*THINGS TO DO*:
A. Translate this sentence from the passage on church discipleship into Spanish: "It takes more than a catch-phrase to change lives."
B. From the passage on church discipleship, extract the stretch from "Most churches are" through "accomplish the goals?".

*** Opening of SUPPLIED PASSAGE ***

A recent Barna study has revealed that about one-third of practicing Christians have not attended an online worship service from any church since in-person attendance ceased across the country. The issue that COVID-19 has exposed is a lack of discipleship and maturity among church attenders.
In the early weeks of lockdown, we spoke with hundreds of pastors reporting online worship service “views” above their regular in-person attendance. The problem is in the reality of what a “view” is and the disconnect from representing a truly engaged human. They may not have even remained connected to the stream after a few minutes. Even among those that did remain engaged, only 64% said they prayed along with those on screen; only 40% sang along with the music; and 15% multi-task while watching.
These survey results beg the question, “How important is church really in people’s lives?”
This gets to the heart of discipleship and the level of maturity that people are growing into in their lives. How much is true heart change happening in our churches? Do people begin to live differently as a result of attending your church? How would you know?
Three key elements need to be re-examined in most churches.
Are we set up to systematically move people into greater maturity?
Most churches are not, though many have tried. Remember “Know, Grow, Go”? You may have a similar list of elements that were developed in your church some time ago. How have people changed as a result of that initiative? Or did it ever really even get off the ground? It takes more than a catch-phrase to change lives. It takes intentionality, strategy, leadership, and good old-fashioned hard work. It also takes stripping away the things that distract your church from the core mission of making and maturing disciples of Jesus.
Do we have a leadership structure to accomplish the goals?

*** Close of SUPPLIED PASSAGE ***
*** Opening of GIVEN DATA ***

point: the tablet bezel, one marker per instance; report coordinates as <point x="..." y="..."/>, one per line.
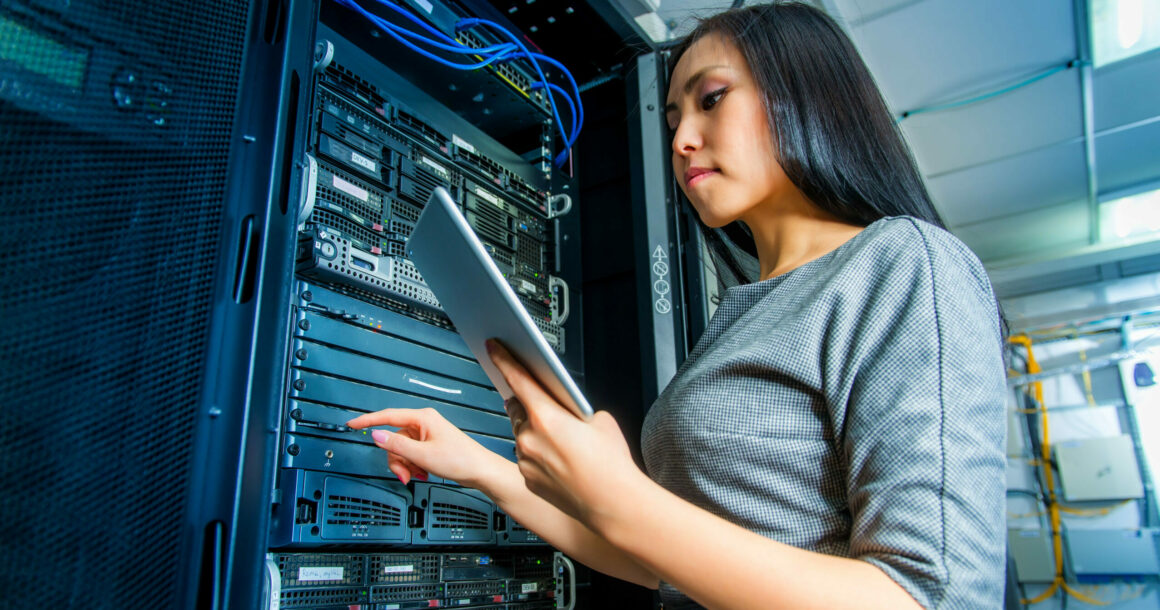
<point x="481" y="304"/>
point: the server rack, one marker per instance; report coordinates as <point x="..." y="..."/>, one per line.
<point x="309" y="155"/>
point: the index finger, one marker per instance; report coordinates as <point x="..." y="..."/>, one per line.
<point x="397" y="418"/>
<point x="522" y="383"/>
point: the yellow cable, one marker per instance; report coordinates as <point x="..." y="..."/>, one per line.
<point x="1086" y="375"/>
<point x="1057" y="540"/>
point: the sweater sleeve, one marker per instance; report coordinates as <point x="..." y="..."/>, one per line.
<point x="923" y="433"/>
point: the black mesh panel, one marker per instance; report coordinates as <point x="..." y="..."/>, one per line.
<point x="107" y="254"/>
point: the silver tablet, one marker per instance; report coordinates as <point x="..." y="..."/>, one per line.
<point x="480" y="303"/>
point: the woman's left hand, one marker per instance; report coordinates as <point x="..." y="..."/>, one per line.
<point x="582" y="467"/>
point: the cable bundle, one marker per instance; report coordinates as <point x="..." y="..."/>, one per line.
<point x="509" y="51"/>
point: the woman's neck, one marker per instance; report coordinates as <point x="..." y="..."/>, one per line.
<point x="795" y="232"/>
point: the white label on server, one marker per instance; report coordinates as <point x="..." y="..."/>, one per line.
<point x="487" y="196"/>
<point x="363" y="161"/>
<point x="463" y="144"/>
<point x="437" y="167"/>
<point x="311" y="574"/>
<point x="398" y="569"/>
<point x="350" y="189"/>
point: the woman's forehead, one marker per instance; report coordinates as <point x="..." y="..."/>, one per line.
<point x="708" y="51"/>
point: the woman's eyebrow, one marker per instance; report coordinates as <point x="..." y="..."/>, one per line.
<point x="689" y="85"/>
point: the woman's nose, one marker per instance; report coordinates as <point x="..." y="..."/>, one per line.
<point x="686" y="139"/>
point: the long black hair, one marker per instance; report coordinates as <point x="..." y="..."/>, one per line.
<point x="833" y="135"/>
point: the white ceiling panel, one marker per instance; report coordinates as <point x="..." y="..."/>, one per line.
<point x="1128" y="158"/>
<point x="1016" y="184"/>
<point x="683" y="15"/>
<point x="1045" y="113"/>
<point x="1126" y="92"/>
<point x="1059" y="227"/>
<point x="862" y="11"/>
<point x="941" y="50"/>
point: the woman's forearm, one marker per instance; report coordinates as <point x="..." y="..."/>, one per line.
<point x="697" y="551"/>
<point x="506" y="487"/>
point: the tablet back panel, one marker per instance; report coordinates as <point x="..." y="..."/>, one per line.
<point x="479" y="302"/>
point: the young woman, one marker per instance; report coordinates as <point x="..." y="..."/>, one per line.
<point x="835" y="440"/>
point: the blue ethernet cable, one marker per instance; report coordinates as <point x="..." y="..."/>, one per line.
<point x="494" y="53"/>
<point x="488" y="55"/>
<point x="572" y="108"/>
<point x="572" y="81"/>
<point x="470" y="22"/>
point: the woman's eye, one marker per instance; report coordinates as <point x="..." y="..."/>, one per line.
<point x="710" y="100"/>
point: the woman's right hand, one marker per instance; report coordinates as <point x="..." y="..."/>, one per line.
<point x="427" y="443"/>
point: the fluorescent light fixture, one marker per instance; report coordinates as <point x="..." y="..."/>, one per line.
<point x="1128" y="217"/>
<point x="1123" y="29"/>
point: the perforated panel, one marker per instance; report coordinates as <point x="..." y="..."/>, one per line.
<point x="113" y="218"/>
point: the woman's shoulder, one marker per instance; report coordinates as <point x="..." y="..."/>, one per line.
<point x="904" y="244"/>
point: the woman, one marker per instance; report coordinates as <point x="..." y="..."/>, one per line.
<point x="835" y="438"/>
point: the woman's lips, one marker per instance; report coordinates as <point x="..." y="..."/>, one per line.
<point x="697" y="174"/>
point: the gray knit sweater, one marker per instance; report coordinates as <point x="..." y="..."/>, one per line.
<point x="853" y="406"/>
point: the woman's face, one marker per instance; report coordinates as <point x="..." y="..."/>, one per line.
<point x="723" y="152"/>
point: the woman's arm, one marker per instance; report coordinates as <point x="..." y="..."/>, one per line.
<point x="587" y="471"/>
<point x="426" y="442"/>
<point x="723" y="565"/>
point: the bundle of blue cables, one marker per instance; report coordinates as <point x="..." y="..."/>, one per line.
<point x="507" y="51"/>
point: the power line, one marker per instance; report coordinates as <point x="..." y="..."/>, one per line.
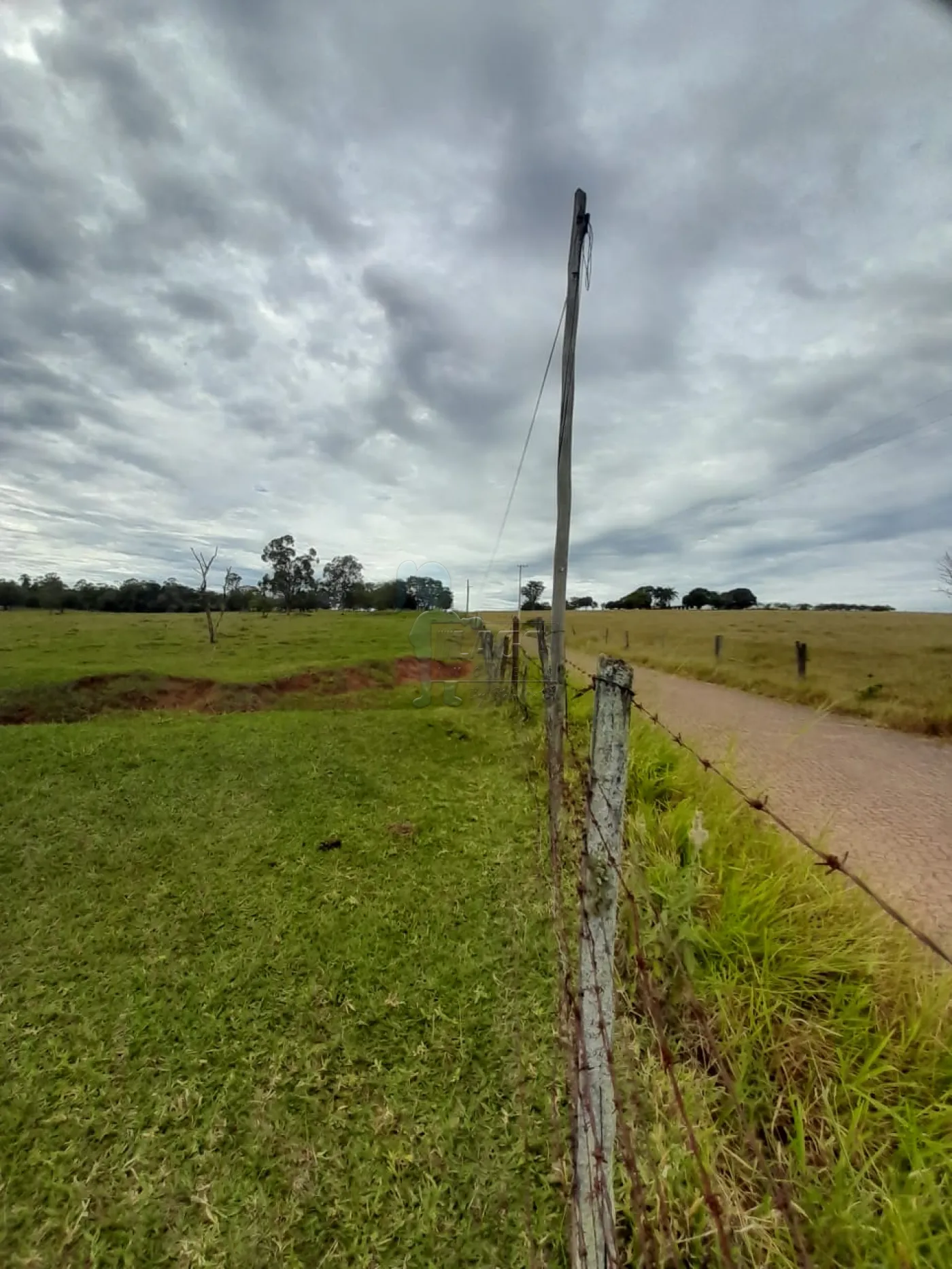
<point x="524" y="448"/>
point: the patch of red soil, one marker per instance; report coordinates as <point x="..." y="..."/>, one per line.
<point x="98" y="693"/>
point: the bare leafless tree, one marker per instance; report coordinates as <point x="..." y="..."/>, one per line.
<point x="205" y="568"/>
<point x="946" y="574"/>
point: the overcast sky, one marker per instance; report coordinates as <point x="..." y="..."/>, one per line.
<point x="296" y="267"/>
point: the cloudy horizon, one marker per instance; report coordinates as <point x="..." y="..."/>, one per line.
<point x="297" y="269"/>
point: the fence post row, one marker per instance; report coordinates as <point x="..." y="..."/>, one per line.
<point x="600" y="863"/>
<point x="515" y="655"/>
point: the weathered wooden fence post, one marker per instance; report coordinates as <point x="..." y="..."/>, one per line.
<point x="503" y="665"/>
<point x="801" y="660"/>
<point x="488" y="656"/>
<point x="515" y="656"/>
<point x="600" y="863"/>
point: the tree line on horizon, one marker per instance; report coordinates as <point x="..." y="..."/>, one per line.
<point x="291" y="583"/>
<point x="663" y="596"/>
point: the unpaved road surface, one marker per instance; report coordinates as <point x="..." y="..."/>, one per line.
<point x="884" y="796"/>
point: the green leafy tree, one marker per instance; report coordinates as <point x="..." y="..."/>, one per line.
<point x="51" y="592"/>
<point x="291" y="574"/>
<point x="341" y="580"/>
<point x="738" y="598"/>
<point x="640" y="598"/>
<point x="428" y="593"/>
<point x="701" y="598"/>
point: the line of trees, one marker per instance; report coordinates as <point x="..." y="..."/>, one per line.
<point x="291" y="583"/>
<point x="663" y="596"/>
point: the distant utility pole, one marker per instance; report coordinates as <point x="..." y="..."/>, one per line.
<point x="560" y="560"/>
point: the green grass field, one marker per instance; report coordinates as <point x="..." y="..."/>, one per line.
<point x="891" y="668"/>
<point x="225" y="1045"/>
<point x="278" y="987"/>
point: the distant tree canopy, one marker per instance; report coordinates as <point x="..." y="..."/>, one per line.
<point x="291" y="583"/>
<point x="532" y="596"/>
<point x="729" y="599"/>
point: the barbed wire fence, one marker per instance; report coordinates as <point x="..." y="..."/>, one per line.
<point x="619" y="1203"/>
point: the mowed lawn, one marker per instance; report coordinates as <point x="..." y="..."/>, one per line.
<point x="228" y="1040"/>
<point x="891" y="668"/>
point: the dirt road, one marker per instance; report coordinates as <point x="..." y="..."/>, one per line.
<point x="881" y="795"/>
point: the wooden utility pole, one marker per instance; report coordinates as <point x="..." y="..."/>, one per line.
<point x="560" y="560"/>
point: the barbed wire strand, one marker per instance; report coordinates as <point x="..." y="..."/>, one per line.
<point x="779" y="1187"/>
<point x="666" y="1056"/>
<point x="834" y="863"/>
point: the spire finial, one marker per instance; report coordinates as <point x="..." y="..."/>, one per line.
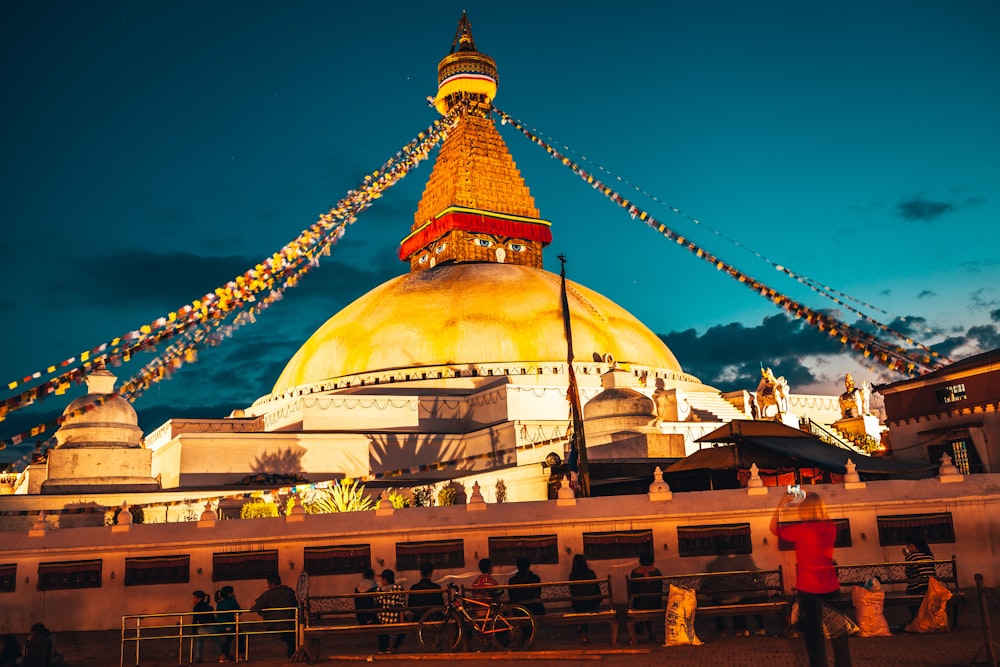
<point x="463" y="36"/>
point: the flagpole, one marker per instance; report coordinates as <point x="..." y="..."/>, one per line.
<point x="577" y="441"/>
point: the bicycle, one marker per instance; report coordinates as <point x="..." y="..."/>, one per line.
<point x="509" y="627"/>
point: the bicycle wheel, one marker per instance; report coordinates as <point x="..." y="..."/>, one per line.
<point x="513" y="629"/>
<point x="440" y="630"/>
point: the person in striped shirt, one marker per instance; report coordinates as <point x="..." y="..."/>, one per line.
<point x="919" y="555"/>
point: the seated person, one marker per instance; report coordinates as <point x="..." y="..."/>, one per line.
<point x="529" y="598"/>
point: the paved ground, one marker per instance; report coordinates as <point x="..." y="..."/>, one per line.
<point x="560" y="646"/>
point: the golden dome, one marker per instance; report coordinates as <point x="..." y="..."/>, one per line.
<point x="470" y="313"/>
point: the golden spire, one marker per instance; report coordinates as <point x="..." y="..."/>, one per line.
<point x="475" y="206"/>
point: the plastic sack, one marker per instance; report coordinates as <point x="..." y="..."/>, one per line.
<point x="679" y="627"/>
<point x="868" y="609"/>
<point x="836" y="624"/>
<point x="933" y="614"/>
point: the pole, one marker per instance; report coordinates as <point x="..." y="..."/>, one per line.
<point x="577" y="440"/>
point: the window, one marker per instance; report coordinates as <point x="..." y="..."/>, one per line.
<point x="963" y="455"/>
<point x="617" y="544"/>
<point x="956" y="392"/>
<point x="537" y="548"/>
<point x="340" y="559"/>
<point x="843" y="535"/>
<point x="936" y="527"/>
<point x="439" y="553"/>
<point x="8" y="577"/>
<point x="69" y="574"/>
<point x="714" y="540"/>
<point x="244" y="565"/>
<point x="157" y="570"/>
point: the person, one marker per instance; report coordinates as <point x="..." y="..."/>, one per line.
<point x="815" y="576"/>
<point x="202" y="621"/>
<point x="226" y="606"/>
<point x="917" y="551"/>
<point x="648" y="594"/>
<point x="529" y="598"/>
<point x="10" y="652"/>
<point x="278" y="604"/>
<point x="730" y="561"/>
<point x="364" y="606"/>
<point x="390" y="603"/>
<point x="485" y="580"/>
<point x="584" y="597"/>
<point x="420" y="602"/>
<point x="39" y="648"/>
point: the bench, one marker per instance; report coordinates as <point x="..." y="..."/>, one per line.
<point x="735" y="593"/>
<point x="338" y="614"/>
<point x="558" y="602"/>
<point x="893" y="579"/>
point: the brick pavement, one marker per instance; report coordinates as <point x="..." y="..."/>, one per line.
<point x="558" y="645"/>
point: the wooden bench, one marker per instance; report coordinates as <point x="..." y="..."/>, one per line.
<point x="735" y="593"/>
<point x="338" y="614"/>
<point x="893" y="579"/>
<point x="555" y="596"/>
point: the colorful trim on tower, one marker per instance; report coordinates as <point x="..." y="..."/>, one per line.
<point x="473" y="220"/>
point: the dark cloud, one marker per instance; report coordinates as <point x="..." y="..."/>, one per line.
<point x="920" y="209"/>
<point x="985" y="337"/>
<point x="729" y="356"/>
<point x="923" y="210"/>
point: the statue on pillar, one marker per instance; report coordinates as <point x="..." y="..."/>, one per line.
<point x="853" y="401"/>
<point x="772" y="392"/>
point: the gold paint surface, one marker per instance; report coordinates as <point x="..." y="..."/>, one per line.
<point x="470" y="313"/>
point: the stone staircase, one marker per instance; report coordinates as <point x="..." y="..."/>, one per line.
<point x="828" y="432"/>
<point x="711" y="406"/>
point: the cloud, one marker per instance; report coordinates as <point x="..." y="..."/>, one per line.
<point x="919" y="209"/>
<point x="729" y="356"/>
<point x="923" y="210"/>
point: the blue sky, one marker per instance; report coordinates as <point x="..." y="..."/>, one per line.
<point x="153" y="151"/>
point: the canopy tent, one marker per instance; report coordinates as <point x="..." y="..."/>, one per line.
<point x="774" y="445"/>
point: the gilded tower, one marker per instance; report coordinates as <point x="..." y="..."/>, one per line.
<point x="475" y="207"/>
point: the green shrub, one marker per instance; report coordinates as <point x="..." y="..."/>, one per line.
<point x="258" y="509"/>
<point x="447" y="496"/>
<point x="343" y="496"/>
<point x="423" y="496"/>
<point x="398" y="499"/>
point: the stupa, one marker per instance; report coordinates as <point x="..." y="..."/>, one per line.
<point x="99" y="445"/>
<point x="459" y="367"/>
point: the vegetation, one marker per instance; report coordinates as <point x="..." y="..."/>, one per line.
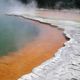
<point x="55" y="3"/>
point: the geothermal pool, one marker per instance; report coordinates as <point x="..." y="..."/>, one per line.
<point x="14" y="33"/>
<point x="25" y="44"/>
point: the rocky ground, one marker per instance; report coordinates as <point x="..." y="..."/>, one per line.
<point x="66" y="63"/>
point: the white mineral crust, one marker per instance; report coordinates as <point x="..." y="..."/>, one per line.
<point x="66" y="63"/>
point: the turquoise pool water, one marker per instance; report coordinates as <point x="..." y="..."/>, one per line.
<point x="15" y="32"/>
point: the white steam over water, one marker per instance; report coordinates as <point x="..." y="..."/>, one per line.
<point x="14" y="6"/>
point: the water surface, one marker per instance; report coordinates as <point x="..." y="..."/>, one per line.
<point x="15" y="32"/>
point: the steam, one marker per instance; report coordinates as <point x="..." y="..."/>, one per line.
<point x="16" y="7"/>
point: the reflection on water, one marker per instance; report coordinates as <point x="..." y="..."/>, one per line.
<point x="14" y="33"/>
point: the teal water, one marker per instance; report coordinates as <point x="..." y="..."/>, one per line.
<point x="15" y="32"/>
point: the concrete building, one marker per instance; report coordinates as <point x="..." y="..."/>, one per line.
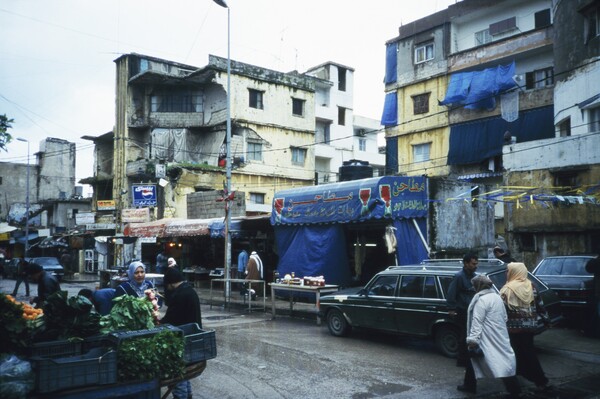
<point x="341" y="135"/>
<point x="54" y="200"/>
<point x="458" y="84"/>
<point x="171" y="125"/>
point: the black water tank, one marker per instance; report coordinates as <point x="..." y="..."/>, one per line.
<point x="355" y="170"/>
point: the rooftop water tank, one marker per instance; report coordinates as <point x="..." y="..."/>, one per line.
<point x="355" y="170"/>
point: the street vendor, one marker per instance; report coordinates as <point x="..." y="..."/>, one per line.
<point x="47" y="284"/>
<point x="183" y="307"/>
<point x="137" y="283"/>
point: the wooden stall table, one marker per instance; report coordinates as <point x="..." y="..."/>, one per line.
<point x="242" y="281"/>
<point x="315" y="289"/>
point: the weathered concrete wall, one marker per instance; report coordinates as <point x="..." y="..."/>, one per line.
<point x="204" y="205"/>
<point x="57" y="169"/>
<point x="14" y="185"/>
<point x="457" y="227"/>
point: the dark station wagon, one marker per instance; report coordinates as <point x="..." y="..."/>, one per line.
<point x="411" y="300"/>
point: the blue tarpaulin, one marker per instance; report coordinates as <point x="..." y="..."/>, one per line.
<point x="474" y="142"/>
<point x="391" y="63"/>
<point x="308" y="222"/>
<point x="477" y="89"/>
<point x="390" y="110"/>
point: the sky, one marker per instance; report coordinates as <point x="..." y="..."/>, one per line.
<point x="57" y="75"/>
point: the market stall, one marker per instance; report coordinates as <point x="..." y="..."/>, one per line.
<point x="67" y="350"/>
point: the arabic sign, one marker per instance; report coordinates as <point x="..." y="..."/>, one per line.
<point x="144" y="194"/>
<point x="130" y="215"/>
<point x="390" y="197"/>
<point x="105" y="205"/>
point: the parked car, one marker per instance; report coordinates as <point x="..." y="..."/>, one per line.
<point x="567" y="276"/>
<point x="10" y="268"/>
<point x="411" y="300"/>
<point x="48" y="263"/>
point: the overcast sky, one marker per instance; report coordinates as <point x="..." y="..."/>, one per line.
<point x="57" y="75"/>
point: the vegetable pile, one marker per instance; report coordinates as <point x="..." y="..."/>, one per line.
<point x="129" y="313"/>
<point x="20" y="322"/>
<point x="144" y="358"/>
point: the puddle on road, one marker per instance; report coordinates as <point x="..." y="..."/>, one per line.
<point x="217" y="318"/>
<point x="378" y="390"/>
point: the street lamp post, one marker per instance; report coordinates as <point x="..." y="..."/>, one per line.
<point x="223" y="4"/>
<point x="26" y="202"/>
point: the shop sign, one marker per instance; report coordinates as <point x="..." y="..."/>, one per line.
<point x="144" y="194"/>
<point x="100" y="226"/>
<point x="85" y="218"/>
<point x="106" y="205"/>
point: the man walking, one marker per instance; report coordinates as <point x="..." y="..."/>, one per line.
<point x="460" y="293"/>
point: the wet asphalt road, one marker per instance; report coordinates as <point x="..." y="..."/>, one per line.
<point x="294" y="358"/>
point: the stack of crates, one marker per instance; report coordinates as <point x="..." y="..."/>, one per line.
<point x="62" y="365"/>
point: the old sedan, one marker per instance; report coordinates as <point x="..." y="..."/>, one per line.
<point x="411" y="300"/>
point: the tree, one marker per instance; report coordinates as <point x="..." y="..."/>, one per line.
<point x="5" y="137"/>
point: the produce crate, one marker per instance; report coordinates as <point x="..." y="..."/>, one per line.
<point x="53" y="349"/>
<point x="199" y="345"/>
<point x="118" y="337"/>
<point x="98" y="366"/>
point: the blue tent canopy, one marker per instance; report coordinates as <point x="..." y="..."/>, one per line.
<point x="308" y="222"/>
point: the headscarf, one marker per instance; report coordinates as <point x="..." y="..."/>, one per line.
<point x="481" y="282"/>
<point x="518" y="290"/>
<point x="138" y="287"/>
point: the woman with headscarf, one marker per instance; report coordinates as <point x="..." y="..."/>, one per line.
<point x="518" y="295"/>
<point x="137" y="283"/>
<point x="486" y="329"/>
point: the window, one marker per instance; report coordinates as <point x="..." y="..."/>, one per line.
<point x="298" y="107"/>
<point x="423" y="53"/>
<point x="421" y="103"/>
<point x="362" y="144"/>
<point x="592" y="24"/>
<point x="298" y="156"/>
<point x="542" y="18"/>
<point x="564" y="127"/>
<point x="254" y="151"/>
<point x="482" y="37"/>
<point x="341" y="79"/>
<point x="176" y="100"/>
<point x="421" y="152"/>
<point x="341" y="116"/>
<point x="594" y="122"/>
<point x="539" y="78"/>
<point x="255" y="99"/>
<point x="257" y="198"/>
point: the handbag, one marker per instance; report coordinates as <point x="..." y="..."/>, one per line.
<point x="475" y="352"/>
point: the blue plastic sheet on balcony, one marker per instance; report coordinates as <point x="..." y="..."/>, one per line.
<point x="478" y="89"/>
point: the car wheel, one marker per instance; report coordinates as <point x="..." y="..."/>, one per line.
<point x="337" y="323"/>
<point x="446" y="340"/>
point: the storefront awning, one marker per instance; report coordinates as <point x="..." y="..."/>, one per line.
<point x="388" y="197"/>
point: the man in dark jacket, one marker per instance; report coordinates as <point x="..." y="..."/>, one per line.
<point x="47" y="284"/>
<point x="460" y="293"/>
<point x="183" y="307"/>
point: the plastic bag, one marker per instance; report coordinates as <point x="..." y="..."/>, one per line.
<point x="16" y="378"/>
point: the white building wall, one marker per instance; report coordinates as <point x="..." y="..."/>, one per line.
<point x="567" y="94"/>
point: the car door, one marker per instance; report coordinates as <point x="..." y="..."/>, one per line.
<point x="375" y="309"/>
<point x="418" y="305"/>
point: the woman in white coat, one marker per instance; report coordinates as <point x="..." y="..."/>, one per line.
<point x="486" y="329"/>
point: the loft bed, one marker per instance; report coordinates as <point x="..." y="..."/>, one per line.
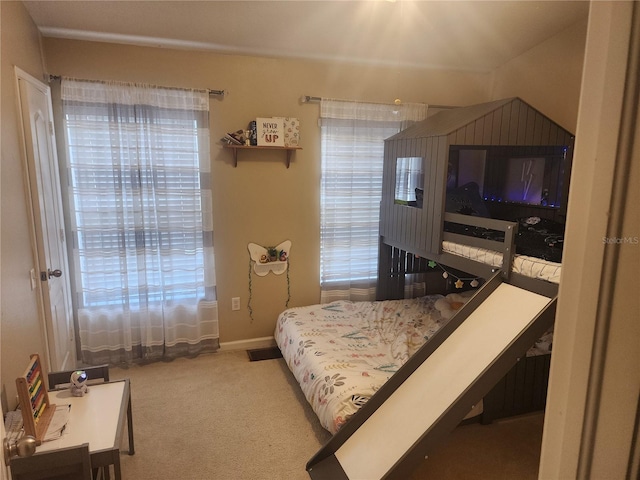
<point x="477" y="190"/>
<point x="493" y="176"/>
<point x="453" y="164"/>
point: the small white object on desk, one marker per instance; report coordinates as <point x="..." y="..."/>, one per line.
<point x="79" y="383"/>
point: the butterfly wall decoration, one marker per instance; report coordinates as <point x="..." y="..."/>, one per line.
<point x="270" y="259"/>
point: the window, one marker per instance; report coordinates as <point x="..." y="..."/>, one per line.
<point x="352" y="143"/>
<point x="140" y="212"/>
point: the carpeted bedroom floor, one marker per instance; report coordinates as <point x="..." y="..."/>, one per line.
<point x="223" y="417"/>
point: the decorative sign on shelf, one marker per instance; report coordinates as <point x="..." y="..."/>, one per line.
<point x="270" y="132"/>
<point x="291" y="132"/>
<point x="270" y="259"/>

*** Close of GIVEN DATA ***

*ANSWERS FOR EACH ITEM*:
A. Se necesita más que un eslogan para cambiar vidas.

B.
Most churches are not, though many have tried. Remember “Know, Grow, Go”? You may have a similar list of elements that were developed in your church some time ago. How have people changed as a result of that initiative? Or did it ever really even get off the ground? It takes more than a catch-phrase to change lives. It takes intentionality, strategy, leadership, and good old-fashioned hard work. It also takes stripping away the things that distract your church from the core mission of making and maturing disciples of Jesus.
Do we have a leadership structure to accomplish the goals?